Description of the task >> Copy the items below without any change, starting with the line that has "of the grass" and ending with the line that has "<point>19,198</point>". Give only those lines.

Records >>

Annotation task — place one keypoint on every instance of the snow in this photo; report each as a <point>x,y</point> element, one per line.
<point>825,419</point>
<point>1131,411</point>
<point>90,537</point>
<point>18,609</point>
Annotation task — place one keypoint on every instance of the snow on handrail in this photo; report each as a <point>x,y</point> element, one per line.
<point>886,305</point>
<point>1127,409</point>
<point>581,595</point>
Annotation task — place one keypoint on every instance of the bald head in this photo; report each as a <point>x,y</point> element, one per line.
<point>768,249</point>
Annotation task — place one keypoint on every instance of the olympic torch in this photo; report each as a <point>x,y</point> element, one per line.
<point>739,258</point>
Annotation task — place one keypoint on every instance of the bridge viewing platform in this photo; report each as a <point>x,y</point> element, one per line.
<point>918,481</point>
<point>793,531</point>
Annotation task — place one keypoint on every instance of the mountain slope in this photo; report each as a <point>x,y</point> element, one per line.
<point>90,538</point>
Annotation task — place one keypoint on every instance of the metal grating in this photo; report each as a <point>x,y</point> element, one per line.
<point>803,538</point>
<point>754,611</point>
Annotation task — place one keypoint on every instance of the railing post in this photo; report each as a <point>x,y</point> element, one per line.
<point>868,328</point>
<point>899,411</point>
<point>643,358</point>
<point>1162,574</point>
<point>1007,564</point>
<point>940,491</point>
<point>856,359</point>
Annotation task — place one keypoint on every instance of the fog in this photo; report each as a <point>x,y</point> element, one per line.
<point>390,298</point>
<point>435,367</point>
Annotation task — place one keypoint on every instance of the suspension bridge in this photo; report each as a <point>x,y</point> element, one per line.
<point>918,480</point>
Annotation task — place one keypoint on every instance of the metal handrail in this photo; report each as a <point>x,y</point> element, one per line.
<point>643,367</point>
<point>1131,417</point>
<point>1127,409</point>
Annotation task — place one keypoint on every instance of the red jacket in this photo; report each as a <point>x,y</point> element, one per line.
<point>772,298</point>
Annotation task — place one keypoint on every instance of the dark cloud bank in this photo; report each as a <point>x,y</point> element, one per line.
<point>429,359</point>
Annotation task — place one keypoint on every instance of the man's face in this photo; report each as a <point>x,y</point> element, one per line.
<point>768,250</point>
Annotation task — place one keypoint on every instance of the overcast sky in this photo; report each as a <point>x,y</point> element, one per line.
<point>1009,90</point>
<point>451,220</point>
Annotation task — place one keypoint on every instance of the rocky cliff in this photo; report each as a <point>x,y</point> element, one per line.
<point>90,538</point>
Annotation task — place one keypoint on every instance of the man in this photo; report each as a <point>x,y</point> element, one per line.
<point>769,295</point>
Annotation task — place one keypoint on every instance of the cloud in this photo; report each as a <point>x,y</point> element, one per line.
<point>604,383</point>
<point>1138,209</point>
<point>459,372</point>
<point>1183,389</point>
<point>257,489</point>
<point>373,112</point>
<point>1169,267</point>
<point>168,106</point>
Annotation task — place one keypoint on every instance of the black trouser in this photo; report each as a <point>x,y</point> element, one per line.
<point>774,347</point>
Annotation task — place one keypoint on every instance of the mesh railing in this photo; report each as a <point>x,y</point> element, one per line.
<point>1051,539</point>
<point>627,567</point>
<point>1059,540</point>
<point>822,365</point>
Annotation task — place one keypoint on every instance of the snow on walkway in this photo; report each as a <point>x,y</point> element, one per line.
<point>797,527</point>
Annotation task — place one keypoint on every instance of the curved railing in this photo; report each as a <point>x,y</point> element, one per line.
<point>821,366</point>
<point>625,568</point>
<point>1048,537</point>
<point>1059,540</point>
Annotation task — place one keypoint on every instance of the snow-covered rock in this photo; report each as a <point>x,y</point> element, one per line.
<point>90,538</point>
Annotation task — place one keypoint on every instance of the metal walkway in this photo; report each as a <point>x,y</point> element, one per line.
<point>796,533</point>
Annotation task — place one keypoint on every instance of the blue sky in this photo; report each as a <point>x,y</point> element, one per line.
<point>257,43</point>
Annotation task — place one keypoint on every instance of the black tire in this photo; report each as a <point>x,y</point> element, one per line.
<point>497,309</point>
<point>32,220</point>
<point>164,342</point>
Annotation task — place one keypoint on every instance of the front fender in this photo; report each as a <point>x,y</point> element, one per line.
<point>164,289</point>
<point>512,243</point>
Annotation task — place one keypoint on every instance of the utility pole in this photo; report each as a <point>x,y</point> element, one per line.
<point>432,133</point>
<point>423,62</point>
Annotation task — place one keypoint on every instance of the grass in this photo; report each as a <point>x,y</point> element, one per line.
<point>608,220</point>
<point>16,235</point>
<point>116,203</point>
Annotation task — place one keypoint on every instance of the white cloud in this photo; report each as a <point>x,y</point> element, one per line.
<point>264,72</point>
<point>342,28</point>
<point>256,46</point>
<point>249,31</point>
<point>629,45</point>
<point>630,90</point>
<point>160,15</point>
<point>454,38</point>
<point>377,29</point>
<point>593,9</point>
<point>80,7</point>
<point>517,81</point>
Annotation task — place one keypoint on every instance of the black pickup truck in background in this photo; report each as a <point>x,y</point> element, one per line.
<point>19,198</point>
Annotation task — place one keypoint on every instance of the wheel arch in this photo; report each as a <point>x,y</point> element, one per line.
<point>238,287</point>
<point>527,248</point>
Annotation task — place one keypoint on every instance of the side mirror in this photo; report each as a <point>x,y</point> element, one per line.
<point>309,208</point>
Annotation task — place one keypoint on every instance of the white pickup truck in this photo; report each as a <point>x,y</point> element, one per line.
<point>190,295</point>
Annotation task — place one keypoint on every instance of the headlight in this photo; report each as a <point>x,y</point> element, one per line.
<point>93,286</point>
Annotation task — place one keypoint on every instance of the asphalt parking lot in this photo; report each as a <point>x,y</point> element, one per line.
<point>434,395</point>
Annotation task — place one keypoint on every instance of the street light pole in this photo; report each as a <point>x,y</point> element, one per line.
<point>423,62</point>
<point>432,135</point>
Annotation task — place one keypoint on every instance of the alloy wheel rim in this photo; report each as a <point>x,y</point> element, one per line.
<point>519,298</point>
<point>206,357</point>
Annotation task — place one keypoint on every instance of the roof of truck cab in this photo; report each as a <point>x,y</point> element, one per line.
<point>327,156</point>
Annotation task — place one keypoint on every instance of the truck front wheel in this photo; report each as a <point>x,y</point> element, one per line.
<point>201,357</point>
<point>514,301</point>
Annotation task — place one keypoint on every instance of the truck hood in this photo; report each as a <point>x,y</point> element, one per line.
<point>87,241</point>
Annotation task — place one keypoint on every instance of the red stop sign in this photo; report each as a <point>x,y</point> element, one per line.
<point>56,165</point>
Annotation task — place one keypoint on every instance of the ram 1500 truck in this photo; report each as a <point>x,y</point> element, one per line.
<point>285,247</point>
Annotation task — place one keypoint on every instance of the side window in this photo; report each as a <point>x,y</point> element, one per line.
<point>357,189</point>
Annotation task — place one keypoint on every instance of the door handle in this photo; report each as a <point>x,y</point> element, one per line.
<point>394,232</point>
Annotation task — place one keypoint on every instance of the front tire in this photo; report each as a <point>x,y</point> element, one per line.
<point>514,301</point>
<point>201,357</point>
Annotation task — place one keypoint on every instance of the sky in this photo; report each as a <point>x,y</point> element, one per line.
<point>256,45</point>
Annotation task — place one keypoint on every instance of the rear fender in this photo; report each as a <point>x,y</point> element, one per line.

Response to this exercise >>
Annotation task — place one keypoint on every instance of the grass in this photo; report each as a <point>x,y</point> element, one per line.
<point>608,220</point>
<point>16,235</point>
<point>116,203</point>
Annotation task — place one keypoint on every instance of the white cloud in this photo; report each as a <point>x,y</point> element, one per line.
<point>264,72</point>
<point>342,28</point>
<point>256,46</point>
<point>249,31</point>
<point>629,45</point>
<point>630,90</point>
<point>160,15</point>
<point>454,38</point>
<point>377,29</point>
<point>593,9</point>
<point>80,7</point>
<point>517,81</point>
Annotation task — place one keypoint on every instance of the black pickup truck in background in this photo; report each as a <point>x,y</point> element, one per line.
<point>19,198</point>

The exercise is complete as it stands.